PASSAGE ::

____

Why Testing is Hard:
// This test will PASS, but code is buggy!
test('getCachedProduct works', async () => {
const product = await getCachedProduct(123);
expect(product.name).toBe('Widget');
// ✅ Test passes
});
// Real world:
// - What if cache expires between check and use?
// - What if two requests race?
// - What if database updates during cache read?
// - What if cache server disconnects?
// You need to test:
// ❌ Cache hit
// ❌ Cache miss
// ❌ Cache expiration during request
// ❌ Cache failure/unavailable
// ❌ Stale data
// ❌ Race conditions
// ❌ Cache stampede
// ❌ Memory limits
// ❌ Distributed cache sync
Real Bug Example:
// Looks fine, but has a race condition!
async function getUser(id) {
let user = cache.get(id);
if (!user) {
user = await database.getUser(id);
cache.set(id, user);
}
return user;
}
// Race condition:
// Request A: Check cache → Miss → Start DB query
// Request B: Check cache → Miss → Start DB query
// Request A: DB returns → Set cache
// Request B: DB returns → Set cache
// Result: 2 database queries instead of 1!
Why This is Hard:
- Timing bugs are non-deterministic
- Only appear under load
- Can't reliably reproduce in tests
- Require complex mocking of cache behavior
The Fundamental Paradox 🤔
The ultimate problem with caching:
To make your app faster, you add caching.
But caching adds complexity.
Complexity causes bugs.
Debugging takes time.
Time makes development slower.
You added caching to go faster...
But now everything is slower! 😅
The Tradeoffs:
No Cache:
✅ Simple, predictable
✅ Always correct data
✅ Easy to test
❌ Slow
❌ High database load
With Cache:
✅ Fast
✅ Reduced database load
❌ Complex
❌ Risk of stale data
❌ Hard to test
❌ More things to monitor
❌ More things to go wrong
Why We Still Use Caching
Despite all these problems, caching is essential because:
- Speed Matters - Users expect instant responses
- Scale Requires It - Can't hit database for every request
- Cost Savings - Cheaper than buying more database servers
- Better UX - Fast apps are delightful to use
The key is: Use caching wisely, understand the tradeoffs, and plan for invalidation from day one!
✅❌ Do's and Don'ts of Caching
✅ DO: Cache Frequently Accessed Data
Good:
// User profile - accessed on every page
cache.set(`user:${userId}`, userProfile, { ttl: 3600 });
// Popular product - viewed by thousands
cache.set(`product:${trendingId}`, product, { ttl: 600 });
Don't:
// One-time password reset token - only used once!
cache.set(`reset-token:${token}`, data, { ttl: 3600 });
// ❌ Waste of cache space!
Rule: Only cache data that will be requested multiple times.
✅ DO: Set Appropriate TTL
Good:
// Static content - long TTL
cache.set('site-logo', logo, { ttl: 86400 }); // 24 hours
// Semi-dynamic - medium TTL
cache.set('product-list', products, { ttl: 300 }); // 5 minutes
// Real-time - short TTL
cache.set('stock-level', count, { ttl: 10 }); // 10 seconds
Don't:
// Everything with same TTL
cache.set('logo', data, { ttl: 60 });
cache.set('user-balance', data, { ttl: 60 });
cache.set('news-feed', data, { ttl: 60 });
// ❌ Different data has different freshness needs!

____

DATASET EXTRACT ::
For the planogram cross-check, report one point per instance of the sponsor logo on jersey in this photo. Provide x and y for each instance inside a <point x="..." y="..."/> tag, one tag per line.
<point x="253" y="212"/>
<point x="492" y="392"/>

____

GOALS ::
(a) Reproduce verbatim the portion of the caching article that begins with the words "Why Testing is" and ends with "check and use?".
(b) Resume the caching article from the point where it stops, and write its next lines.

RESULTS FOR THE EXERCISE ::
(a)
Why Testing is Hard:
// This test will PASS, but code is buggy!
test('getCachedProduct works', async () => {
const product = await getCachedProduct(123);
expect(product.name).toBe('Widget');
// ✅ Test passes
});
// Real world:
// - What if cache expires between check and use?

(b)
✅ DO: Use Meaningful Cache Keys
Good:
cache.set(`user:profile:${userId}`, data);
cache.set(`product:${productId}:v2`, data); // includes version
cache.set(`cart:${userId}:${sessionId}`, data);
Don't:
cache.set('data', data); // ❌ Too generic!
cache.set('u123', data); // ❌ Not clear what 'u' means
cache.set(productId.toString(), data); // ❌ No namespace
Pattern: {type}:{identifier}:{sub-identifier}
✅ DO: Handle Cache Misses Gracefully
Good:
async function getProduct(id) {
try {
const cached = await cache.get(id);
if (cached) return cached;
// Fallback to database
const product = await database.getProduct(id);
// Try to cache, but don't fail if caching fails
try {
await cache.set(id, product, { ttl: 300 });
} catch (cacheError) {
console.warn('Cache set failed:', cacheError);
// Continue anyway - we have the data!
}
return product;
} catch (error) {
// If cache.get() fails, go straight to database
return database.getProduct(id);
}
}
Don't:
async function getProduct(id) {
const cached = await cache.get(id); // If this throws, entire function fails!
if (cached) return cached;
return database.getProduct(id);
}
// ❌ No error handling - cache failure breaks everything!
✅ DO: Invalidate on Updates
Good:
async function updateProduct(id, newData) {
// 1. Update database
await database.update(id, newData);
// 2. Invalidate cache
await cache.delete(`product:${id}`);
// 3. Optionally, pre-warm cache
await cache.set(`product:${id}`, newData, { ttl: 300 });
return newData;
}
Don't:
async function updateProduct(id, newData) {
await database.update(id, newData);
// ❌ Forgot to invalidate cache!
// Users will see old data until TTL expires!
return newData;
}
❌ DON'T: Cache Everything
Bad:
// Caching EVERYTHING
function cacheAll() {
cache.set('timestamp', Date.now()); // ❌ Changes every millisecond!
cache.set('random', Math.random()); // ❌ Should be random, not cached!
cache.set('uuid', generateUUID()); // ❌ Should be unique!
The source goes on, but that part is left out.